Work to complete: Before copying, set the images aside; then transcribe every entry below exactly.

* * *

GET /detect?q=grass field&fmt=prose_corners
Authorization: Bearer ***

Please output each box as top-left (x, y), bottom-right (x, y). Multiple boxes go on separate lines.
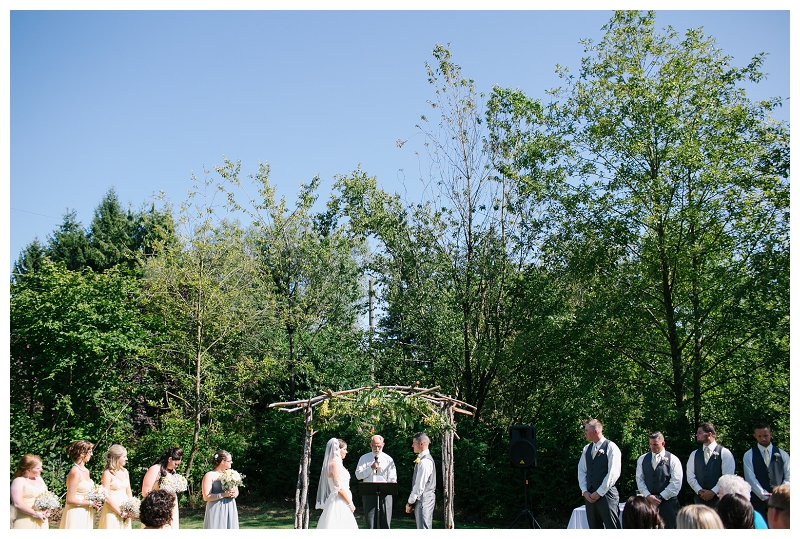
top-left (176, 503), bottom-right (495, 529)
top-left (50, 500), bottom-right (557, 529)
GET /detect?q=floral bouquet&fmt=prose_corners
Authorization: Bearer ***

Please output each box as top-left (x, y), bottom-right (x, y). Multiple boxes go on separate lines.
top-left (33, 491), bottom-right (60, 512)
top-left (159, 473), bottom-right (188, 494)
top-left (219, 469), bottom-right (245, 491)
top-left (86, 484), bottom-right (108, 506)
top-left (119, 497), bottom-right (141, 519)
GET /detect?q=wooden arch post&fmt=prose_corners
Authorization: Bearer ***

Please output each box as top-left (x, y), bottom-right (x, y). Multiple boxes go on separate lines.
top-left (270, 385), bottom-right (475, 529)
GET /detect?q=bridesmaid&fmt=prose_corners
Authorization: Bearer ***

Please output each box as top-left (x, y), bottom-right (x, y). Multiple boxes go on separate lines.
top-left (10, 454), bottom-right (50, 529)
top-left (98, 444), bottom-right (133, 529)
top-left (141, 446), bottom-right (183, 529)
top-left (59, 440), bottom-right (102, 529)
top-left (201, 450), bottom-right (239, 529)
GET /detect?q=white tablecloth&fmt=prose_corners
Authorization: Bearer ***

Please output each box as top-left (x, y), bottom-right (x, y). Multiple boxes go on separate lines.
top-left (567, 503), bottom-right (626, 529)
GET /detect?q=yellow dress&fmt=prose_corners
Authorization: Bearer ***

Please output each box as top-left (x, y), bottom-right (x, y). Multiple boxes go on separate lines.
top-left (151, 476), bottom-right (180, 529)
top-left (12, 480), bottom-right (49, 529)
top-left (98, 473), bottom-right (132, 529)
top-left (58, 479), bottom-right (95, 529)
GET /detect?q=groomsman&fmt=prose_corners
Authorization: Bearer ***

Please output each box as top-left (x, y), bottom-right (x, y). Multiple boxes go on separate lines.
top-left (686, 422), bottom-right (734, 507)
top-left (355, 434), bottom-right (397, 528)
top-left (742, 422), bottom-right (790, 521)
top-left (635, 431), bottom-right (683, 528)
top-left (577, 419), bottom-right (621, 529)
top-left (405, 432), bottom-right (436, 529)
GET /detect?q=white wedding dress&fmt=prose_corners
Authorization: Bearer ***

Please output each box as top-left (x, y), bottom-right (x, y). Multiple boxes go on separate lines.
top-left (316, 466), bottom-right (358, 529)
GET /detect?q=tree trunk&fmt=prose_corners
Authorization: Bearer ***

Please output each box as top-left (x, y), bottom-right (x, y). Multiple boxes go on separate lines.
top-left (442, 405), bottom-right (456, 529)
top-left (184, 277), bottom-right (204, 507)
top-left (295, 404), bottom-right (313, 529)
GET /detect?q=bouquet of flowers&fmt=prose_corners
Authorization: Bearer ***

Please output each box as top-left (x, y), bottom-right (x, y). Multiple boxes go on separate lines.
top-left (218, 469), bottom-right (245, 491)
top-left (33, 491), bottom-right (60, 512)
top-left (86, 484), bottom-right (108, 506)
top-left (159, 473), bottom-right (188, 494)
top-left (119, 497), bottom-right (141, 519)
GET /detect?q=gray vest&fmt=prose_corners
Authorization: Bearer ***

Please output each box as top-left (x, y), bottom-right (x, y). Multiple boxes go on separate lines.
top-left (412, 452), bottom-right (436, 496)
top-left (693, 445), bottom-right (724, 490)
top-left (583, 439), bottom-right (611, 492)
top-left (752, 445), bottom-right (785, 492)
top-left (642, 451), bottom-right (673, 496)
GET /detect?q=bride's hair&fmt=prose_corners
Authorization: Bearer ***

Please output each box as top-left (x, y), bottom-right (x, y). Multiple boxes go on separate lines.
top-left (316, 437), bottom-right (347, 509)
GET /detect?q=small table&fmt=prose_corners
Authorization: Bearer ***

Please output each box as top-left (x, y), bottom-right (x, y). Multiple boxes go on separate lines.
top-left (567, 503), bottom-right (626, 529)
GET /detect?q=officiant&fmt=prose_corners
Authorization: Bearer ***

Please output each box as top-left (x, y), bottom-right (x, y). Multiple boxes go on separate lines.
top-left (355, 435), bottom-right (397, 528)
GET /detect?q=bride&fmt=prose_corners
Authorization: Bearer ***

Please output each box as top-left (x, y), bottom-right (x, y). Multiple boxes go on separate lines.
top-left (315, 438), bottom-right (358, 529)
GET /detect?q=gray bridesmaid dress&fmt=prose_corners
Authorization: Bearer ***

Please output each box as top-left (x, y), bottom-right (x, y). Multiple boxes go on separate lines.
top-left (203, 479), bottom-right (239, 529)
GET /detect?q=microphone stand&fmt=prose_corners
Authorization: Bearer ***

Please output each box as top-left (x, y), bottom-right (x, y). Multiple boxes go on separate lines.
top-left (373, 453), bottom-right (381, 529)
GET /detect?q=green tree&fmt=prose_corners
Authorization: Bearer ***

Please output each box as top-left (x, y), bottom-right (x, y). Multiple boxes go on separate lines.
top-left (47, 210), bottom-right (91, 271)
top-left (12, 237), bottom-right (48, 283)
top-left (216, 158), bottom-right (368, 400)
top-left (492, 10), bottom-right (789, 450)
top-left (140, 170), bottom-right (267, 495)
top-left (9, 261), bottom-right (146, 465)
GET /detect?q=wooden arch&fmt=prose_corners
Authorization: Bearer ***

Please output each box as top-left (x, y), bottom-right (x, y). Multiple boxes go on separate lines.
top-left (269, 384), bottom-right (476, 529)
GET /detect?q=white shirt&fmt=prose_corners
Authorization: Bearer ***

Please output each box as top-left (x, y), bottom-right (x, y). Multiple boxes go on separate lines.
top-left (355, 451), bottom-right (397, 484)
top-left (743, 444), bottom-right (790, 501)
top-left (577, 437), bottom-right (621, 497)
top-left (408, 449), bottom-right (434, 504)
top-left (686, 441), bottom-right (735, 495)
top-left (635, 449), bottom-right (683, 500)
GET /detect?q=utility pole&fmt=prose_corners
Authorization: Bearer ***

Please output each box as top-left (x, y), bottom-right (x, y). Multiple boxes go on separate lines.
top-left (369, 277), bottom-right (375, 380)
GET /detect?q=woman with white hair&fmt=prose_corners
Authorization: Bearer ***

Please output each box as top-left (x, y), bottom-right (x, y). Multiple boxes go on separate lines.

* * *

Answer to this exercise:
GET /detect?q=grass field&fmt=prose_corners
Authorization: Bearer ***

Please output each box as top-left (x, y), bottom-right (x, y). Multiple boxes go on separate lines.
top-left (176, 503), bottom-right (495, 529)
top-left (50, 500), bottom-right (557, 529)
GET /detect?q=floral bouquet&fmt=prose_corners
Authorization: Bearer ***

Please output each box as top-left (x, y), bottom-right (x, y). Multiple boxes go on separate lines.
top-left (33, 491), bottom-right (60, 512)
top-left (159, 473), bottom-right (188, 494)
top-left (219, 469), bottom-right (245, 491)
top-left (86, 484), bottom-right (108, 506)
top-left (119, 497), bottom-right (141, 519)
GET /detect?q=wooden arch post&fmt=prose_corners
Authorization: Bearer ***

Please output each box as top-left (x, y), bottom-right (x, y). Multiple boxes go on separate lines.
top-left (270, 385), bottom-right (475, 529)
GET /detect?q=bridesmaid&fmt=prose_corners
Authorization: Bearer ***

Please output each box as top-left (x, y), bottom-right (x, y). Multiple boxes go on separate lines.
top-left (10, 454), bottom-right (50, 529)
top-left (98, 444), bottom-right (133, 529)
top-left (141, 446), bottom-right (183, 529)
top-left (59, 440), bottom-right (102, 529)
top-left (201, 450), bottom-right (239, 529)
GET /detect?q=white tablecloth&fmt=prose_corners
Authorization: Bearer ***

Please output each box as top-left (x, y), bottom-right (x, y). Multiple boxes go on separate lines.
top-left (567, 503), bottom-right (626, 529)
GET /detect?q=yellow dress&fmt=prose_corners
Authorization: Bearer ***

Please output each box as top-left (x, y), bottom-right (x, y). Multiple boxes go on separate lines.
top-left (151, 476), bottom-right (180, 529)
top-left (12, 480), bottom-right (49, 529)
top-left (98, 473), bottom-right (132, 529)
top-left (58, 479), bottom-right (95, 529)
GET /detect?q=groomsman&fmt=prose_corners
Authorization: Bearer ***

Please output each box as top-left (x, y), bottom-right (x, y). Multiple boxes go on separate lines.
top-left (686, 422), bottom-right (734, 507)
top-left (355, 434), bottom-right (397, 528)
top-left (742, 422), bottom-right (790, 521)
top-left (635, 431), bottom-right (683, 528)
top-left (577, 419), bottom-right (621, 529)
top-left (405, 432), bottom-right (436, 529)
GET /detect?q=white wedding dress&fmt=prose_corners
Authorization: Bearer ***

Please output each box as top-left (x, y), bottom-right (x, y). Multiple boxes go on separate lines.
top-left (316, 466), bottom-right (358, 529)
GET /detect?q=tree trunk&fmt=prose_corners
Authorization: Bearer ***

Please output each box as top-left (x, y), bottom-right (x, y). Multiple boxes go on separate lines.
top-left (442, 405), bottom-right (456, 529)
top-left (184, 277), bottom-right (204, 507)
top-left (295, 404), bottom-right (313, 529)
GET /detect?q=bouquet of flowers&fmt=prose_corners
Authorization: Bearer ***

Please output each box as top-left (x, y), bottom-right (x, y). Multiple boxes go on separate lines.
top-left (218, 469), bottom-right (245, 491)
top-left (33, 491), bottom-right (60, 512)
top-left (86, 484), bottom-right (108, 506)
top-left (159, 473), bottom-right (188, 494)
top-left (119, 497), bottom-right (141, 519)
GET /detect?q=gray vest&fmt=prose_corners
Authorization: Bearer ***

Please output each box as top-left (x, y), bottom-right (x, y). Multiple boxes go on separate lines.
top-left (412, 452), bottom-right (436, 496)
top-left (693, 445), bottom-right (724, 490)
top-left (583, 439), bottom-right (611, 492)
top-left (752, 445), bottom-right (785, 492)
top-left (642, 451), bottom-right (673, 496)
GET /detect?q=bride's hair&fmt=prose_corners
Authorization: Bearer ***

Please output each box as top-left (x, y), bottom-right (x, y). Multiple boxes go on separate lines.
top-left (316, 437), bottom-right (347, 509)
GET /detect?q=small table&fmt=prose_corners
Authorization: Bearer ***

Please output each box as top-left (x, y), bottom-right (x, y). Multiple boxes go on separate lines.
top-left (567, 503), bottom-right (626, 529)
GET /detect?q=officiant&fmt=prose_corners
Authorization: Bearer ***

Please output each box as top-left (x, y), bottom-right (x, y). Multiple boxes go on separate lines.
top-left (355, 435), bottom-right (397, 528)
GET /detect?q=bride&fmt=prose_corners
Authorization: Bearer ***

Please output each box as top-left (x, y), bottom-right (x, y). Multiple boxes go on separate lines.
top-left (315, 438), bottom-right (358, 529)
GET /detect?q=gray bridesmaid dress&fmt=prose_corners
Authorization: Bearer ***

Please output each box as top-left (x, y), bottom-right (x, y). Multiple boxes go on separate lines.
top-left (203, 479), bottom-right (239, 529)
GET /detect?q=microphone stand&fmt=prose_corners
Authorization: Bearer ***

Please output each box as top-left (x, y), bottom-right (x, y). Multiple boxes go on separate lines.
top-left (373, 453), bottom-right (381, 529)
GET /detect?q=green tree&fmt=prose_corners
Authorization: Bearer ***

Please output each box as top-left (x, y), bottom-right (x, y). Multiple boxes go on separate lines.
top-left (47, 210), bottom-right (91, 271)
top-left (12, 237), bottom-right (48, 283)
top-left (216, 158), bottom-right (368, 400)
top-left (492, 10), bottom-right (789, 450)
top-left (140, 170), bottom-right (267, 495)
top-left (9, 261), bottom-right (146, 465)
GET /detect?q=wooden arch&fmt=prose_corners
Authorization: Bearer ***

Please output each box as top-left (x, y), bottom-right (x, y). Multiple boxes go on separate lines.
top-left (269, 384), bottom-right (476, 529)
GET /detect?q=white shirt&fmt=prose_corners
Authorization: Bearer ***

Please output each box as top-left (x, y), bottom-right (x, y). Multiple boxes go on separate lines.
top-left (355, 451), bottom-right (397, 484)
top-left (743, 444), bottom-right (790, 501)
top-left (577, 437), bottom-right (621, 497)
top-left (408, 449), bottom-right (434, 504)
top-left (686, 441), bottom-right (735, 495)
top-left (635, 449), bottom-right (683, 500)
GET /detect?q=utility pole&fmt=prose_corners
Authorization: Bearer ***

Please output each box as top-left (x, y), bottom-right (x, y). Multiple boxes go on separate lines.
top-left (369, 277), bottom-right (375, 380)
GET /detect?q=woman with white hair&fmt=prose_corners
Authorization: Bearer ***

Please output each box as top-left (x, y), bottom-right (x, y). Multiple boxes go on separate lines.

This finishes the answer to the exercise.